*** Opening TASK DATA ***

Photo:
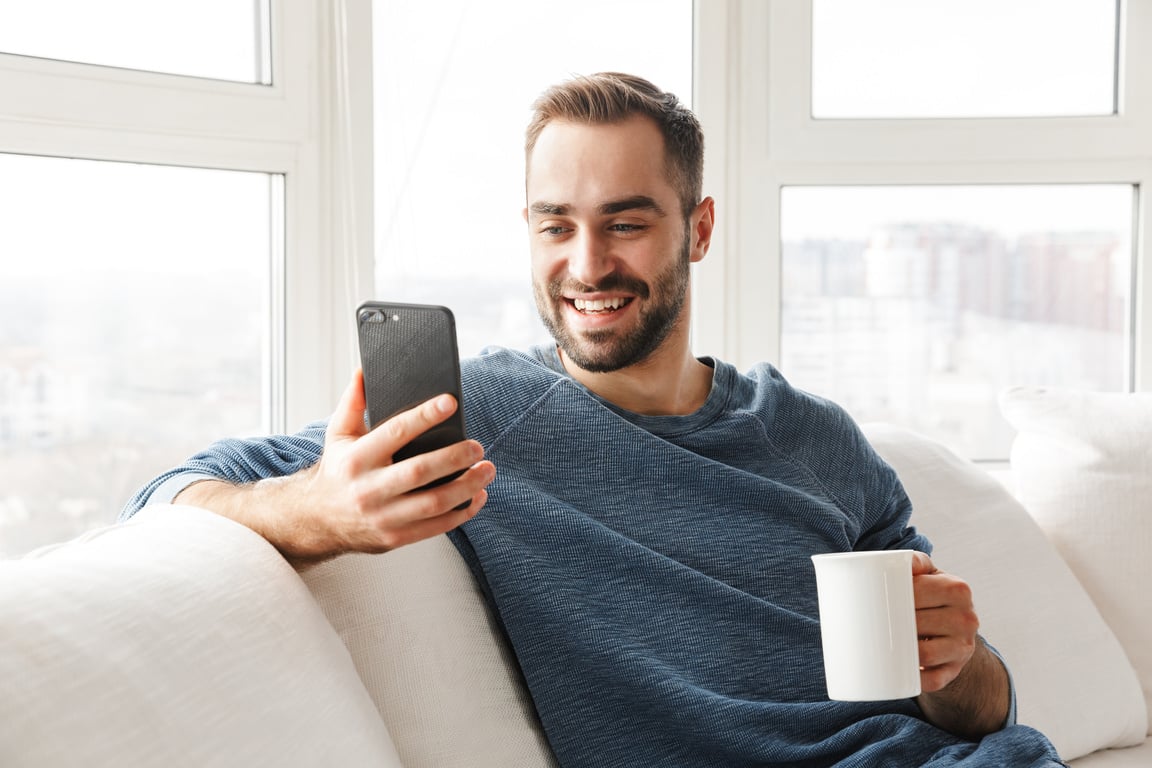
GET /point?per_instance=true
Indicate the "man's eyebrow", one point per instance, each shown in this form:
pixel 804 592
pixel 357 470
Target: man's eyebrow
pixel 635 203
pixel 548 208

*** Closing TASK DATA ***

Everything in the data except the pictures must be transcribed exactly.

Photo:
GET /point?per_instance=true
Indicate the "man's eyebrow", one point per instance, each shown in this form:
pixel 804 592
pixel 357 470
Target: man's eyebrow
pixel 635 203
pixel 548 208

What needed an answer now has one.